*Instructions for the task*
All the data should come back exactly as it was given.

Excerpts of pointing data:
+---+

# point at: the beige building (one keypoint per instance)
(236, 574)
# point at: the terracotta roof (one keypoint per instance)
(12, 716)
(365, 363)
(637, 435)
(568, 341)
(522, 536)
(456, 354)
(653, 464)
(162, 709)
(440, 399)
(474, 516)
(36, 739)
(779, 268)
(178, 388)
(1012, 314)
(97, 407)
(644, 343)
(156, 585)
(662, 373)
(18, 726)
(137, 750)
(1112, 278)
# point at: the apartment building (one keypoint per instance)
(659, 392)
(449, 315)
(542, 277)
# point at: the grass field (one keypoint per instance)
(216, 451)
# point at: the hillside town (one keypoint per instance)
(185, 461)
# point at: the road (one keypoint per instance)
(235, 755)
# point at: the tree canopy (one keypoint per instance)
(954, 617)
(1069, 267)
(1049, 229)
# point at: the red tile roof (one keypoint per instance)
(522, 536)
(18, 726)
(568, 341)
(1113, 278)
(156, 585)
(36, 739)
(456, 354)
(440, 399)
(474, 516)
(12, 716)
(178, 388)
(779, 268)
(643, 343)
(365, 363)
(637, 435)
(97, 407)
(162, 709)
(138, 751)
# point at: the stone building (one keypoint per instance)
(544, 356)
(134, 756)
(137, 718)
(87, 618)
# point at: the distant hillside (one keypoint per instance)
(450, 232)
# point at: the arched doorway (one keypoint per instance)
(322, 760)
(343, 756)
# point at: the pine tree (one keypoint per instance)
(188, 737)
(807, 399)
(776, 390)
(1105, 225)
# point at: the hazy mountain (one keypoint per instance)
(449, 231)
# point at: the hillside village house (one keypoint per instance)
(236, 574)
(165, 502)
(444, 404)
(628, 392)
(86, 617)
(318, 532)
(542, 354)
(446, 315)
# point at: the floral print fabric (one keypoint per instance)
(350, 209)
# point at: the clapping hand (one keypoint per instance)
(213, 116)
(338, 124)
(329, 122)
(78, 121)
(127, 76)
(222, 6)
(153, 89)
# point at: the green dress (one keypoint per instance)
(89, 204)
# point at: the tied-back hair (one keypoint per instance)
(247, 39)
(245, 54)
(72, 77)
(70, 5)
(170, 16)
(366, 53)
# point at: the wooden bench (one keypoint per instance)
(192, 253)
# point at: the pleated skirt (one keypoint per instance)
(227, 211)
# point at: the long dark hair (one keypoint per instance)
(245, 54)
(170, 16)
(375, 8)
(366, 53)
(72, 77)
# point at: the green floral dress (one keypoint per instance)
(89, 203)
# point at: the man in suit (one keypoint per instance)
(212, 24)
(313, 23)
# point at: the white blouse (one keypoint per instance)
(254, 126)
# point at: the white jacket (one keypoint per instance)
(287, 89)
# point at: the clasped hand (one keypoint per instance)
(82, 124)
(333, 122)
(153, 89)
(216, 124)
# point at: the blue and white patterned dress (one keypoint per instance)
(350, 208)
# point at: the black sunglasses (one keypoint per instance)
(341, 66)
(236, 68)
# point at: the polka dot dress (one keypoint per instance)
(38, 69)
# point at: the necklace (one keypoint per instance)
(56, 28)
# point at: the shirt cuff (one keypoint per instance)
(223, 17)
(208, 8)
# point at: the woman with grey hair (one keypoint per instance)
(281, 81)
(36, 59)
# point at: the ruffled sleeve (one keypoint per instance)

+---+

*Result*
# point at: the beige building (one keypoint per instance)
(236, 574)
# point at: the terracotta roof (one keypoint per instance)
(12, 716)
(365, 363)
(637, 435)
(568, 341)
(522, 536)
(456, 354)
(653, 464)
(162, 709)
(440, 399)
(474, 516)
(36, 739)
(779, 268)
(178, 388)
(1012, 314)
(97, 407)
(644, 343)
(156, 585)
(662, 373)
(18, 726)
(137, 750)
(1112, 278)
# point at: the apartment building (one keypoint per instance)
(659, 392)
(449, 315)
(542, 277)
# point at: the grass field (one keypoint per instance)
(216, 451)
# point at: the hillside town (one keypoint per instance)
(185, 461)
# point at: the road (one keypoint per instance)
(235, 755)
# point at: the tree canopy (one keypoint per instance)
(954, 617)
(1069, 267)
(1049, 229)
# point at: the red tile roof (one keypoint per instance)
(522, 536)
(18, 726)
(568, 341)
(1113, 278)
(156, 585)
(36, 739)
(456, 354)
(440, 399)
(474, 516)
(12, 716)
(178, 388)
(779, 268)
(643, 343)
(365, 363)
(637, 435)
(97, 407)
(162, 709)
(138, 751)
# point at: the stone building (one keypoint per instance)
(544, 356)
(134, 756)
(137, 718)
(87, 618)
# point at: the distant hillside (one keypoint per instance)
(450, 232)
# point at: the arched doorway (one keypoint per instance)
(322, 760)
(343, 756)
# point at: the pine tree (one keypoint per instance)
(188, 737)
(807, 399)
(776, 390)
(1105, 225)
# point at: the hazy mountain (one keypoint per instance)
(449, 231)
# point at: the hillside village house (one keypoint per instance)
(236, 574)
(165, 502)
(444, 404)
(628, 392)
(86, 617)
(318, 532)
(542, 354)
(446, 315)
# point at: the floral print fabric (one keypoint per instance)
(350, 209)
# point at: the clapping hand (one keypoint per instance)
(213, 116)
(338, 124)
(329, 122)
(78, 121)
(127, 76)
(222, 6)
(153, 89)
# point at: the green dress (one keypoint per instance)
(89, 204)
# point at: the tied-back hair (one keypoint per instance)
(247, 39)
(245, 54)
(72, 77)
(70, 5)
(170, 16)
(366, 53)
# point at: the wooden bench (one keypoint per instance)
(192, 253)
# point at: the pleated skirt (one keypoint per instance)
(227, 211)
# point at: the long dark hair (one keypoint per instance)
(245, 54)
(170, 16)
(375, 8)
(366, 53)
(72, 77)
# point at: the green floral dress (one keypoint per instance)
(89, 203)
# point at: the man in suit (one keypoint per instance)
(212, 24)
(313, 23)
# point at: the white blouse (one keypoint per instance)
(254, 126)
# point at: the white jacket (one keypoint per instance)
(287, 89)
# point at: the clasped hand (one keypoint per instance)
(82, 124)
(333, 122)
(153, 89)
(216, 124)
# point at: the blue and white patterned dress (one keypoint per instance)
(350, 208)
# point at: the black sunglasses (one keypoint per instance)
(341, 66)
(236, 68)
# point at: the polka dot dress (one keypoint per instance)
(38, 69)
# point at: the necklace (one keypoint per instance)
(56, 28)
# point at: the shirt cuff (one keypoint per instance)
(223, 17)
(208, 8)
# point at: the woman with grey hair (one keypoint per instance)
(281, 81)
(36, 59)
# point at: the ruffled sleeve (one keypoint per instance)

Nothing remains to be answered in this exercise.